▶ _PROBLEM TO SOLVE_: Repeat each of the records with "bounding box" swapped for "enclosing rectangle" and everything else unchanged. Leave the pictures out.

▶ _LISTED RECORDS_:
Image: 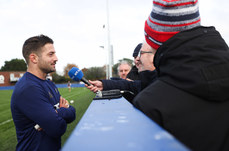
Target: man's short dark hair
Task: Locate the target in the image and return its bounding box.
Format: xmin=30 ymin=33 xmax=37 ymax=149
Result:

▶ _WRITTEN RESPONSE_:
Image: 
Target: man's short dark hair
Task: Locate the target in the image and return its enclosing rectangle.
Format: xmin=30 ymin=33 xmax=37 ymax=149
Result:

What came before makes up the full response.